▶ READING PASSAGE:

....

Meet the family whose business has been the No. 1 Fortune 500 company for 6 straight years

Rob Walton, chairman of Wal-Mart Stores Inc. and son of Wal-Mart founder Sam Walton, right, stands on stage with his siblings Alice Walton, center and Jim Walton, at the company's annual shareholders meeting in Fayetteville, Arkansas, U.S., on Friday, June 4, 2010.
Beth Hall | Getty Images

For the sixth year in a row and the 14th time, total, Walmart has secured the No. 1 spot on the Fortune 500 list.

With revenue of $500.3 billion, the retailer tops the annual list of America's largest companies, which was released on Monday. Exxon Mobil places second with a revenue of $244.4 billion, roughly half of Walmart's, while Berkshire Hathaway, Apple and UnitedHealth Group round out the top five.

Walmart has made the Fortune 500 list 24 times since the magazine published the first list in 1955, and over half of those times it has been No. 1.

Founder Sam Walton first envisioned something more modest: A retail business that would serve rural areas and "help customers, cut costs and share profits."

....

▶ EXERCISE DATA:
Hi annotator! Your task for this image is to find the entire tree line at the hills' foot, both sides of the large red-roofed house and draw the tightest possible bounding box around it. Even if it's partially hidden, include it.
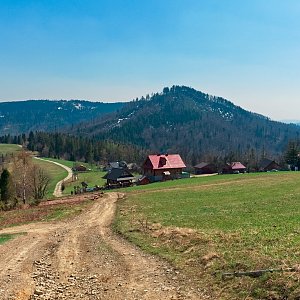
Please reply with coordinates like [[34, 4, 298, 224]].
[[0, 132, 300, 171]]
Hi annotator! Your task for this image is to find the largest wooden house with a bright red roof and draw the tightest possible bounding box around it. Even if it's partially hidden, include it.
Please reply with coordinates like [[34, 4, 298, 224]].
[[143, 154, 189, 182]]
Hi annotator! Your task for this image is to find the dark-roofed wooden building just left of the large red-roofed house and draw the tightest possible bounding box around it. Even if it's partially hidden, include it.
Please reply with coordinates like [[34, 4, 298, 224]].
[[103, 168, 135, 187]]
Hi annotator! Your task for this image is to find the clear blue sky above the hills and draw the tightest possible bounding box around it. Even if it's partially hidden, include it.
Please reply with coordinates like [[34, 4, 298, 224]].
[[0, 0, 300, 120]]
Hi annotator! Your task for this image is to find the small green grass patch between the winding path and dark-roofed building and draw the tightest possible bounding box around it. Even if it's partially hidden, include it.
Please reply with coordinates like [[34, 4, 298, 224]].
[[42, 158, 106, 195]]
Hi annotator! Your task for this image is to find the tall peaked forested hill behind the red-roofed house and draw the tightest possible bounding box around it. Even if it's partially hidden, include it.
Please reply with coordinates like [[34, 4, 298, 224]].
[[72, 86, 300, 163]]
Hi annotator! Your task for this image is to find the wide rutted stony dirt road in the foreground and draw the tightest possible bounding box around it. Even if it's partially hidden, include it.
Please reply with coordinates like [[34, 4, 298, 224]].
[[0, 193, 203, 300]]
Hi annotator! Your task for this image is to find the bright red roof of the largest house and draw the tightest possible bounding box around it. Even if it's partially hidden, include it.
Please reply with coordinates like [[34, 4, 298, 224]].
[[147, 154, 186, 170]]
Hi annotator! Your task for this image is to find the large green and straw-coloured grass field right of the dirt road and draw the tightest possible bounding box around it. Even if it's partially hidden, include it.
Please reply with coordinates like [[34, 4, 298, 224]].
[[114, 172, 300, 299]]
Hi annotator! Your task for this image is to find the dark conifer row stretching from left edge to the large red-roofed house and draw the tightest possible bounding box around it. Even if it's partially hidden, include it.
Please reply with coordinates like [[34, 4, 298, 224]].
[[0, 132, 145, 164]]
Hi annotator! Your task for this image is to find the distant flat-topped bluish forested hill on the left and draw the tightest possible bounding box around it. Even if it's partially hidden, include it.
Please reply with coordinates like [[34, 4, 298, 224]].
[[0, 100, 124, 135]]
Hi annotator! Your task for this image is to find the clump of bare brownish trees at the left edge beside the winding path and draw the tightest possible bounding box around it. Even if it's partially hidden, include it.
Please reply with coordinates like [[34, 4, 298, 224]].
[[0, 151, 50, 210]]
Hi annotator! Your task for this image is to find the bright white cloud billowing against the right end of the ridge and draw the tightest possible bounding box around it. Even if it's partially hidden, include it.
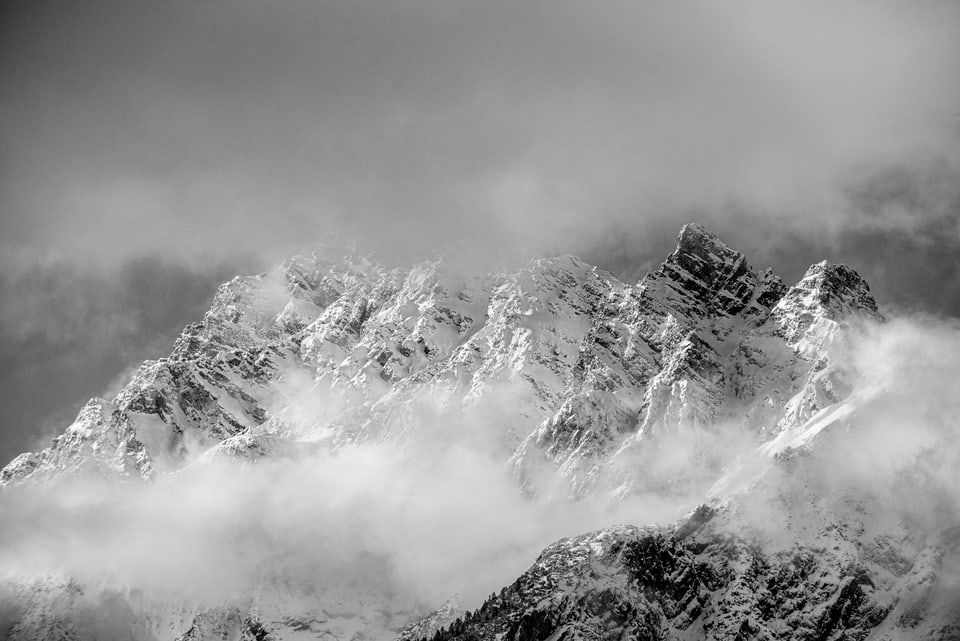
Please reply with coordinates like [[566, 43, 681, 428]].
[[732, 315, 960, 552]]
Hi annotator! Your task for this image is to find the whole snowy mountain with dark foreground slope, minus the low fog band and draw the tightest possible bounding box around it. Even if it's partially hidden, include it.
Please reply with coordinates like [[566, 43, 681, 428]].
[[0, 224, 960, 641]]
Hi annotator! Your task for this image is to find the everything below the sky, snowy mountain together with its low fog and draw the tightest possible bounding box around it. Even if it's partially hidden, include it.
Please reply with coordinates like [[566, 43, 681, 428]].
[[0, 224, 960, 641]]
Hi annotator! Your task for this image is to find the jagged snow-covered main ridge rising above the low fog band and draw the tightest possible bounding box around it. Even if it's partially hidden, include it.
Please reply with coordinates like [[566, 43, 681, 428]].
[[2, 225, 876, 495]]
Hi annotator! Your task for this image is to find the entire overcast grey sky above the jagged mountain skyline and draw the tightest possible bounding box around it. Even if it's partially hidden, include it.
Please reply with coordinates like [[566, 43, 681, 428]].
[[0, 0, 960, 461]]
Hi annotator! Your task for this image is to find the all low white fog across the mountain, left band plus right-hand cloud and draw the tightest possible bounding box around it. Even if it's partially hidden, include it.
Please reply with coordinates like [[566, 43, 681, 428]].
[[0, 316, 960, 640]]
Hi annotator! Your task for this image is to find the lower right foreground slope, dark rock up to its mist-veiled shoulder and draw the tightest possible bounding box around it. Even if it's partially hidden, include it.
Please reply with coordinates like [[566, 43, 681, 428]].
[[416, 424, 960, 641]]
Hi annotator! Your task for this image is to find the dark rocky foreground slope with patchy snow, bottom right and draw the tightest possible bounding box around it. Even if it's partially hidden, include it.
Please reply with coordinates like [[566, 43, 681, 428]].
[[408, 508, 960, 641]]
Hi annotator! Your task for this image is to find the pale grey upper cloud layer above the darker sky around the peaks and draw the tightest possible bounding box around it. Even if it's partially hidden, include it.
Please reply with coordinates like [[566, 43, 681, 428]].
[[0, 1, 960, 260]]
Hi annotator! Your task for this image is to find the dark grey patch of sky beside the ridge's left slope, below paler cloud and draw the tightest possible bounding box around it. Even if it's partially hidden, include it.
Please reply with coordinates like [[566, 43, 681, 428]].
[[0, 258, 246, 464]]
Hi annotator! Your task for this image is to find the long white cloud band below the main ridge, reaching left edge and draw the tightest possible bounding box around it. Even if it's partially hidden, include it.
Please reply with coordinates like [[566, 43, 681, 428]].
[[0, 416, 677, 611]]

....

▶ ACTIONS TO TAKE:
1 > Answer from the Walmart article:
(a) What revenue does it give for Walmart?
(b) In what year did the magazine publish its first list?
(c) In what city and state was the 2010 annual shareholders meeting held?
2 > Pull out the stretch of the Walmart article from "Rob Walton, chairman" through "been No. 1.", word for word.
The material stands apart from the Walmart article.

▶ EXERCISE RESULTS:
1 >
(a) $500.3 billion
(b) 1955
(c) Fayetteville, Arkansas

2 >
Rob Walton, chairman of Wal-Mart Stores Inc. and son of Wal-Mart founder Sam Walton, right, stands on stage with his siblings Alice Walton, center and Jim Walton, at the company's annual shareholders meeting in Fayetteville, Arkansas, U.S., on Friday, June 4, 2010.
Beth Hall | Getty Images

For the sixth year in a row and the 14th time, total, Walmart has secured the No. 1 spot on the Fortune 500 list.

With revenue of $500.3 billion, the retailer tops the annual list of America's largest companies, which was released on Monday. Exxon Mobil places second with a revenue of $244.4 billion, roughly half of Walmart's, while Berkshire Hathaway, Apple and UnitedHealth Group round out the top five.

Walmart has made the Fortune 500 list 24 times since the magazine published the first list in 1955, and over half of those times it has been No. 1.